EXERCISE MATERIAL –

::::::

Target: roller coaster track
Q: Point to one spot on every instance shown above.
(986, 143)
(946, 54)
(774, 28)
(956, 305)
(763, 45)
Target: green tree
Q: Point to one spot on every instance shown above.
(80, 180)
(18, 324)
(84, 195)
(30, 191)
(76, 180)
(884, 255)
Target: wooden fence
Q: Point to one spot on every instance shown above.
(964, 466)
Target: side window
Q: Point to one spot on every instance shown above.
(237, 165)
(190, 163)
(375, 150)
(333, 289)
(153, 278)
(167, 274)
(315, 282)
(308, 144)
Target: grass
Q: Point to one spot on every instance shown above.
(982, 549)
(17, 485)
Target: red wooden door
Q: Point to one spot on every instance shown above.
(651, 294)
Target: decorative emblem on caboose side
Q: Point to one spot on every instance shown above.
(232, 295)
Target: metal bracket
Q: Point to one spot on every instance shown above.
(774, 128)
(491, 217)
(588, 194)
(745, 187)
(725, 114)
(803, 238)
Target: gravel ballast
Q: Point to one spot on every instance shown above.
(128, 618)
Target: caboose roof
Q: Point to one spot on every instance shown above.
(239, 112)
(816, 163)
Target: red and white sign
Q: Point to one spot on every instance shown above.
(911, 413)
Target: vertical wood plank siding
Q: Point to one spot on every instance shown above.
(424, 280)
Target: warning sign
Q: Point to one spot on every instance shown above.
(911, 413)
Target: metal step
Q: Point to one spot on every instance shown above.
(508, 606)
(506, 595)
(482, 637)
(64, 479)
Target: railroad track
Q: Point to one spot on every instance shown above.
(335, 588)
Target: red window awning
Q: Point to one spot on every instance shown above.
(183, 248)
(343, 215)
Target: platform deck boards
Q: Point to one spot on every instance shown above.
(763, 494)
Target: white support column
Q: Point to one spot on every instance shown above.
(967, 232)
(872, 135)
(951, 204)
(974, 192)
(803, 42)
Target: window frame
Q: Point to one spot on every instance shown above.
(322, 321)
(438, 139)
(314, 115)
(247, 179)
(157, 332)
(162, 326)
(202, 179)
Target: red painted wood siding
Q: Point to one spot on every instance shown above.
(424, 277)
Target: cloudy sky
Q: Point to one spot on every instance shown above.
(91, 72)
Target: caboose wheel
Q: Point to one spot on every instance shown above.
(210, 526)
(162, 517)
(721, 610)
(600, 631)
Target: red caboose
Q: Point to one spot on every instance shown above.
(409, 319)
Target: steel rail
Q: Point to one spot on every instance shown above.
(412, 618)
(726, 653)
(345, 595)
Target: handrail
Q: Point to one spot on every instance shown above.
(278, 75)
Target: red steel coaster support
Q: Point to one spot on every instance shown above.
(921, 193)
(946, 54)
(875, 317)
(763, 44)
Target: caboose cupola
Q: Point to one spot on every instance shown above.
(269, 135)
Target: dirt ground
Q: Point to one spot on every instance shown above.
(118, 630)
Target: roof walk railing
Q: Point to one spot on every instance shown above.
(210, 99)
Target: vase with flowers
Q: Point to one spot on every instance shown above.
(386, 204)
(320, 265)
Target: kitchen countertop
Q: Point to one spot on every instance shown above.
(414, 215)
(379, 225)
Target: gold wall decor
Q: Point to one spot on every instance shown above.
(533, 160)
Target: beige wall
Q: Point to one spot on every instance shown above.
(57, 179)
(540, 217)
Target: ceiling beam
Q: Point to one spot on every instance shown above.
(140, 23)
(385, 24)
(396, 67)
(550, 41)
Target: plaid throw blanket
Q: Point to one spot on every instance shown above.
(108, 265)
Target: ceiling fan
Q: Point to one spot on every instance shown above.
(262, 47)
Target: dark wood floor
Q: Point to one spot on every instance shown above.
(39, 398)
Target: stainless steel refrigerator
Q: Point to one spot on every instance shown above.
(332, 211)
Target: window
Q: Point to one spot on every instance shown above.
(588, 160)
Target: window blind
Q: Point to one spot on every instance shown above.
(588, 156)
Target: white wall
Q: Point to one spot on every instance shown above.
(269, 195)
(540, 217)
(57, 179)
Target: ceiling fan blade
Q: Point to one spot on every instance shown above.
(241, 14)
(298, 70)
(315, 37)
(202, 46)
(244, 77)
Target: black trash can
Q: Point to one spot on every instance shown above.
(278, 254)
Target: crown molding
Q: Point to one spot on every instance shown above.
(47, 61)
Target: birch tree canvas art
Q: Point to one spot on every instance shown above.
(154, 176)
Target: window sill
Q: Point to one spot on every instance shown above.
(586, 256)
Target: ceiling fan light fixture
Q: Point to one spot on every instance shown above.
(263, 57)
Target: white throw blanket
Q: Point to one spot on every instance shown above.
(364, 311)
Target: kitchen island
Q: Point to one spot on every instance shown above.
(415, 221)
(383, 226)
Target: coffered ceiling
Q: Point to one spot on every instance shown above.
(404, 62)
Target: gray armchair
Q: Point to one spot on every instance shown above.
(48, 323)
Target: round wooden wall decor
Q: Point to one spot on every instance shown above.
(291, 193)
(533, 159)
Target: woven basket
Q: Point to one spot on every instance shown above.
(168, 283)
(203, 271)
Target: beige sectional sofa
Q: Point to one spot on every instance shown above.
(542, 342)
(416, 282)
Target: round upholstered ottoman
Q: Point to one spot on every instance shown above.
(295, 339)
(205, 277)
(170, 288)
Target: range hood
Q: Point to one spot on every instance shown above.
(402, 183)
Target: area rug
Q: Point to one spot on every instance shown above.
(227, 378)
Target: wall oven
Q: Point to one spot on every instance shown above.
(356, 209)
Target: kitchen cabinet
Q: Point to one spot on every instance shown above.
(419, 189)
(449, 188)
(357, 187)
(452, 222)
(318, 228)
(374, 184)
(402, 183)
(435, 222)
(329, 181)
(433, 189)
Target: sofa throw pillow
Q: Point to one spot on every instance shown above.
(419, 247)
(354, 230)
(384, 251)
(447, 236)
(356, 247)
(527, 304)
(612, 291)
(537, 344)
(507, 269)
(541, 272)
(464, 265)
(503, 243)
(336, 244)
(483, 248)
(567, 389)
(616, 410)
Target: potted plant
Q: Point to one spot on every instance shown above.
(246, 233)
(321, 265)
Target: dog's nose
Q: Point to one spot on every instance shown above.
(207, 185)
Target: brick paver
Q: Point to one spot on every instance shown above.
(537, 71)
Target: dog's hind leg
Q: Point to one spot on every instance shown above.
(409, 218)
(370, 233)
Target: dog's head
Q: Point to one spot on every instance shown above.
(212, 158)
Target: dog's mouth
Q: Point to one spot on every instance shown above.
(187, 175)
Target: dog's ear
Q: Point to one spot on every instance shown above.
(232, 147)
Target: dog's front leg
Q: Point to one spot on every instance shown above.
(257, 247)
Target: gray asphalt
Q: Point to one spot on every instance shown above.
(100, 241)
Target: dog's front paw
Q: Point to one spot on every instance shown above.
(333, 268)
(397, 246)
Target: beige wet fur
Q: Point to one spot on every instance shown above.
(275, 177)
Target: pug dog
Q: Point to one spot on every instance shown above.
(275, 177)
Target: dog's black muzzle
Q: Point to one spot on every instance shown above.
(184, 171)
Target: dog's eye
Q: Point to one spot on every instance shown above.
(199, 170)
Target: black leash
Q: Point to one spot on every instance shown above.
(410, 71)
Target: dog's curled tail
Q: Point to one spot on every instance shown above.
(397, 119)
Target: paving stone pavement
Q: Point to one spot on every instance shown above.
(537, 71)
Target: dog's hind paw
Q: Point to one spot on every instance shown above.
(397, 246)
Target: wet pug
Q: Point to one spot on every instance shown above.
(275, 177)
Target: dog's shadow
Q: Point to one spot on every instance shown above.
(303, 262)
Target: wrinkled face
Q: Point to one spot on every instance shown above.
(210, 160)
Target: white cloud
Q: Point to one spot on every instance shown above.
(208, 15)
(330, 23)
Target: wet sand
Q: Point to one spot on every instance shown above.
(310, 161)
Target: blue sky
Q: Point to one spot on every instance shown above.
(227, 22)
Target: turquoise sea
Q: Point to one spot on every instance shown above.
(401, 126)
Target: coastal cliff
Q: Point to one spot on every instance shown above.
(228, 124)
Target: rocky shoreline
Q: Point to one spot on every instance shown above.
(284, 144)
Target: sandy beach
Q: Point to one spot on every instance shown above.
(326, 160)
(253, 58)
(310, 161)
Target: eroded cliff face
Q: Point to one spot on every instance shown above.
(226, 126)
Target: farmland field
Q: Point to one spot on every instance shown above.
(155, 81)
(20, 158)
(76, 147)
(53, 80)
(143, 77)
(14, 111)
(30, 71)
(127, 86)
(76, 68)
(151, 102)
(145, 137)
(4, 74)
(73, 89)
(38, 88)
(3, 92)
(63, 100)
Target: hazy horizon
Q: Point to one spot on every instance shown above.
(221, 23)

::::::

WHAT TO DO –
Convert everything in the records above, from the line containing "Target: dog's black muzzle" down to the last line, into a JSON list of strings with one string per line. Skip any blank lines.

COMPLETE RESPONSE –
[
  "Target: dog's black muzzle",
  "Q: Point to one spot on every instance shown above.",
  "(184, 171)",
  "Target: dog's eye",
  "Q: Point to one spot on every instance shown above.",
  "(199, 170)",
  "Target: black leash",
  "Q: Point to one spot on every instance shown above.",
  "(410, 71)",
  "Target: dog's curled tail",
  "Q: Point to one spot on every instance shown above.",
  "(397, 119)",
  "Target: paving stone pavement",
  "Q: Point to one spot on every instance shown above.",
  "(537, 71)",
  "Target: dog's hind paw",
  "Q: Point to one spot on every instance shown above.",
  "(397, 246)",
  "Target: wet pug",
  "Q: Point to one spot on every instance shown above.",
  "(275, 177)",
  "Target: dog's shadow",
  "Q: Point to one spot on every instance shown above.",
  "(303, 262)",
  "Target: wrinkled face",
  "Q: Point to one spot on every instance shown above.",
  "(210, 160)",
  "Target: white cloud",
  "Q: Point to one spot on every instance shown above.",
  "(208, 15)",
  "(330, 23)",
  "Target: wet sand",
  "Q: Point to one spot on every instance shown above.",
  "(310, 161)",
  "Target: blue sky",
  "Q: Point to one spot on every instance shown above.",
  "(227, 22)",
  "Target: turquoise sea",
  "Q: Point to one spot on every instance shown above.",
  "(401, 126)",
  "Target: coastal cliff",
  "Q: Point to one spot on every instance shown above.",
  "(228, 124)",
  "Target: rocky shoreline",
  "Q: Point to one spot on every instance shown above.",
  "(284, 144)",
  "Target: sandy beach",
  "Q: Point to one spot on every instance shown above.",
  "(326, 160)",
  "(253, 58)",
  "(310, 161)",
  "Target: eroded cliff face",
  "Q: Point to one spot on every instance shown above.",
  "(226, 126)",
  "Target: farmland field",
  "Q: Point to one spot on every instance shown above.",
  "(155, 81)",
  "(20, 158)",
  "(76, 147)",
  "(53, 80)",
  "(143, 77)",
  "(14, 111)",
  "(30, 71)",
  "(127, 86)",
  "(76, 68)",
  "(151, 102)",
  "(145, 137)",
  "(4, 74)",
  "(73, 89)",
  "(38, 88)",
  "(3, 92)",
  "(63, 100)",
  "Target: hazy horizon",
  "Q: Point to one spot on every instance shown above.",
  "(221, 23)"
]